Extracted information:
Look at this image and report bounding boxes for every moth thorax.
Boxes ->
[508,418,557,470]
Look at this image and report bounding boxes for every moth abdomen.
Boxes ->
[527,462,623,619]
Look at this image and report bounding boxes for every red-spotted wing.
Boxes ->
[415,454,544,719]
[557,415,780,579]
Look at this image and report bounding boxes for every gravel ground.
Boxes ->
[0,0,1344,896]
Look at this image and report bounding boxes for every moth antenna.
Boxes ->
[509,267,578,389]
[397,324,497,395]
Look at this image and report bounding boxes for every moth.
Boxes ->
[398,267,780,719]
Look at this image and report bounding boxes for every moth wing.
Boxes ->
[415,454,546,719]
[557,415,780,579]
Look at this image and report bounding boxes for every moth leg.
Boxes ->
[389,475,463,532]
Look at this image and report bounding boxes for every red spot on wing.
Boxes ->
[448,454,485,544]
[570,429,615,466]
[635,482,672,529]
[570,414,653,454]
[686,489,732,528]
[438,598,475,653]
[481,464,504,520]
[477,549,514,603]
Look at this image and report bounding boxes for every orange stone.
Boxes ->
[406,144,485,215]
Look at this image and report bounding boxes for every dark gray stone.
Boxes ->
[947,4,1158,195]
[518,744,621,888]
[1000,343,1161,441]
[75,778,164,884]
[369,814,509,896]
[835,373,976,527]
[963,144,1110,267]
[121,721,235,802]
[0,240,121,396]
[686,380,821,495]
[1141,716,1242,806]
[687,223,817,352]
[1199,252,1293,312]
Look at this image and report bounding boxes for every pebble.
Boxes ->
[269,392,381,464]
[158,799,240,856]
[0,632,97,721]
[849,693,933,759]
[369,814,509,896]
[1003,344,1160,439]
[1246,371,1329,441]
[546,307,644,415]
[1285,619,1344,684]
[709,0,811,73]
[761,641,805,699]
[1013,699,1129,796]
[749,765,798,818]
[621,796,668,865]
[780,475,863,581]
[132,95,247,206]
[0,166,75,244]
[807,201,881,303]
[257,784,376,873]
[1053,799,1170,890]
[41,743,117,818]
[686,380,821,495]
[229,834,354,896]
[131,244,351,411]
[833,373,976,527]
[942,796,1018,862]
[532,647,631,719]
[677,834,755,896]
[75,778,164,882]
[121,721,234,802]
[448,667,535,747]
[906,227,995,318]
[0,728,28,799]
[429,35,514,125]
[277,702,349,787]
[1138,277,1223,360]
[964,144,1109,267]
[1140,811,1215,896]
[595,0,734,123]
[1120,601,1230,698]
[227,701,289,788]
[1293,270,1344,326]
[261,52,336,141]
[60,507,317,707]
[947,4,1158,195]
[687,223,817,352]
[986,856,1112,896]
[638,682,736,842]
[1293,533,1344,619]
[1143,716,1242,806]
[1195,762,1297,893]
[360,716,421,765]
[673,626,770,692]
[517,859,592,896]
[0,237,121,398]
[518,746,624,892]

Problem requirements:
Lay out everything from the first entry down to the line containing "[397,324,497,395]" as a two-column CSV headed input and output, one row per entry. Put each field in double quotes, with any line breaks inside a field replaced by spaces.

Expected answer:
input,output
"Look at this image and report bounding boxes for every moth thorax. Boxes ->","[508,418,557,470]"
"Look at this image and report bounding boxes for every moth abdomen. Boxes ->","[527,462,623,619]"
"Look at this image and report bounding boxes for every red-spotted wing. Boxes ->","[415,454,544,719] [557,415,780,579]"
"Look at this image and report bounding boxes for every gravel ground. Boxes ->","[0,0,1344,896]"
"Look at this image and report bounding boxes for every moth antenna. Boxes ->","[509,267,578,389] [397,324,497,395]"